▶ [Reading passage]
#####

But in retrospect, I learned exactly what I needed to learn on that voyage and I wouldn’t have discovered my courage, I wouldn’t have discovered my resilience or my resourcefulness or all of these other strong qualities if I hadn’t have had such a crappy time out there. If everything had been easy I wouldn’t have become who I am.

I’ve been thinking quite a bit recently about grit, and there are kind of three different meanings to this that I really like. One is I had to grit my teeth and get through it because it sucked. The second one is that grit and perseverance and tenacity that I needed to keep me going. But then the third one is that that piece of grit that gets into an oyster shell and to stop that piece of grit being so irritating the oyster coats it with this beautiful pearly substance that creates this thing of great beauty. And that’s what I needed was to have all of those things that deeply, deeply irritated me at the time and to try and make them into something beautiful.

And so yes, just because you’re on this spiritual path and I still debate this with myself, like if something’s feeling hard, if I feel like I’m banging my head against a brick wall, is that meant to be a sign that that’s not meant to be and there’s something else that I ought to be trying instead? Or am I being tested in some way? And I think sometimes it’s one and sometimes it’s the other and I’m still not an expert in telling the difference. I suppose for me personally what I’ve concluded from that is that if you’ve got something that’s really big and important to you, you’ll know whether this is something you’re willing to give up on or not. And for me it wasn’t just my desire to get myself on track for that fantasy obituary, it was about the environmental mission as well and there were multiple other reasons why I wasn’t going to give up on that and to do whatever it took. I think you just know there’s some sort of intuitive sense about whether life is really telling you, “No, you shouldn’t be doing this thing,” or whether it actually is that hero’s journey. I’m not calling myself a hero here, I’m just talking about that sort of classic Campbell version of the hero’s journey. He has to be tested. He has to go through the hardships in order to eventually triumph and for that triumph to be meaningful. So I think in our hearts we know which of those situations we’re facing. Does that resonate with you?

Monica: It does. It’s sometimes very challenging to know the difference between a road block that is a sign or a difficulty that is worth surmounting in order to continue to be dedicated to that vision.

Roz: Yes. Although definitely there are times when you need to call it quits. Like I had a failed attempt on the Pacific and I think especially in the world of adventure, the history books have plenty of examples of people who maybe were a bit too determined to make something happen. Who knows, maybe that was their path to die on Mount Everest or whatever. But I think it was always my belief that certainly for now I’m more useful alive than dead. And so at times I’ve had to make some difficult decisions in order to stay safe. In whatever our challenge is there can come a time when you need to say, “You know what? This just isn’t the sensible thing to do.”

#####

▶ [Stored rows]
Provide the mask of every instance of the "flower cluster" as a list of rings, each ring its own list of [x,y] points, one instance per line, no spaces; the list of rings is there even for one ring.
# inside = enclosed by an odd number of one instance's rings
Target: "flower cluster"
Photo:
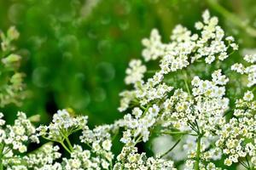
[[[137,153],[137,148],[133,143],[128,143],[123,147],[121,153],[117,157],[114,170],[139,169],[139,170],[176,170],[173,162],[161,158],[147,157],[145,153]]]
[[[52,123],[49,126],[40,126],[38,130],[40,136],[49,140],[60,142],[82,129],[86,123],[87,116],[73,117],[67,110],[62,110],[54,115]]]
[[[235,117],[218,132],[220,138],[216,145],[229,156],[224,161],[228,166],[249,156],[253,167],[256,167],[256,101],[253,98],[253,94],[247,91],[242,99],[237,99]]]
[[[10,103],[20,105],[25,98],[23,82],[24,74],[18,71],[21,56],[17,54],[13,42],[17,40],[20,33],[12,26],[7,33],[0,31],[0,56],[1,56],[1,84],[0,107]]]
[[[249,66],[228,65],[228,70],[248,76],[243,97],[231,98],[227,91],[232,78],[226,73],[227,65],[220,65],[238,46],[232,37],[224,36],[218,18],[208,11],[202,18],[195,25],[197,33],[178,25],[168,43],[161,42],[155,29],[143,40],[144,60],[157,60],[159,70],[150,71],[142,60],[131,61],[125,82],[131,88],[120,94],[119,108],[127,113],[113,124],[90,128],[86,116],[62,110],[52,122],[36,130],[22,112],[13,126],[5,126],[0,113],[0,169],[220,170],[218,164],[255,169],[256,55],[245,56]],[[189,70],[201,61],[213,67],[211,75]],[[182,83],[168,81],[181,73],[185,76]],[[79,144],[73,144],[70,137],[79,133]],[[119,133],[124,145],[114,155],[113,140]],[[40,137],[51,143],[20,154],[27,150],[28,141],[38,143]],[[151,141],[156,141],[153,150],[161,143],[166,150],[155,156],[139,151],[139,143]],[[61,154],[60,145],[69,156]]]

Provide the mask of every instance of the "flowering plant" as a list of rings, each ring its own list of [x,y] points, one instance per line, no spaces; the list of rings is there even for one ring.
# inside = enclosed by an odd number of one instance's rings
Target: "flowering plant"
[[[5,126],[1,114],[0,169],[213,170],[221,169],[219,162],[255,169],[256,54],[246,55],[247,63],[226,65],[238,45],[225,37],[217,17],[207,10],[202,18],[195,33],[178,25],[167,43],[155,29],[143,40],[144,61],[158,62],[159,68],[130,62],[125,79],[130,87],[120,94],[119,108],[127,113],[113,124],[91,129],[87,116],[62,110],[46,126],[34,128],[21,112]],[[243,94],[231,95],[238,76],[247,77]],[[119,133],[124,144],[115,154],[112,141]],[[80,133],[79,144],[70,141],[74,133]],[[154,156],[139,151],[138,143],[155,136],[173,144]],[[49,142],[24,154],[26,144],[40,139]]]

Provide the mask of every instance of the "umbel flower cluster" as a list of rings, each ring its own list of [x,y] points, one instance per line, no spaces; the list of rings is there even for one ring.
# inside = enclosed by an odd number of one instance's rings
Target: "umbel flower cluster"
[[[143,61],[130,62],[120,93],[125,114],[113,124],[90,128],[86,116],[62,110],[49,125],[34,128],[22,112],[5,125],[1,113],[0,170],[256,169],[256,54],[229,65],[238,45],[217,17],[207,10],[202,18],[195,33],[178,25],[166,43],[156,29],[143,40]],[[243,81],[231,95],[234,77]],[[171,144],[152,142],[164,138]],[[152,143],[154,156],[139,143]]]

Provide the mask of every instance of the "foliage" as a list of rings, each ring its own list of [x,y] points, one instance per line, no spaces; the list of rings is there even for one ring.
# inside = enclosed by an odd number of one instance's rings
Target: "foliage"
[[[112,124],[91,128],[86,116],[62,110],[36,128],[35,117],[18,112],[11,126],[1,114],[0,169],[255,169],[256,54],[246,54],[243,64],[229,62],[238,50],[235,38],[208,10],[202,18],[195,31],[177,26],[171,42],[162,42],[156,29],[143,39],[144,61],[130,62],[128,89],[120,93],[119,110],[127,113]],[[244,81],[232,83],[237,79]],[[235,95],[236,88],[241,93]],[[141,152],[138,144],[155,136],[175,143],[154,156]],[[43,139],[49,143],[27,152],[26,144]]]

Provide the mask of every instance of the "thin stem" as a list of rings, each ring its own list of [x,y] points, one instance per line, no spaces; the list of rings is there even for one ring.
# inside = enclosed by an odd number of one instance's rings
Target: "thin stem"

#####

▶ [Written task] Repeat the stretch of the grit interview above from "Monica: It does." through "to that vision.", word for word.

▶ [Reply to the exercise]
Monica: It does. It’s sometimes very challenging to know the difference between a road block that is a sign or a difficulty that is worth surmounting in order to continue to be dedicated to that vision.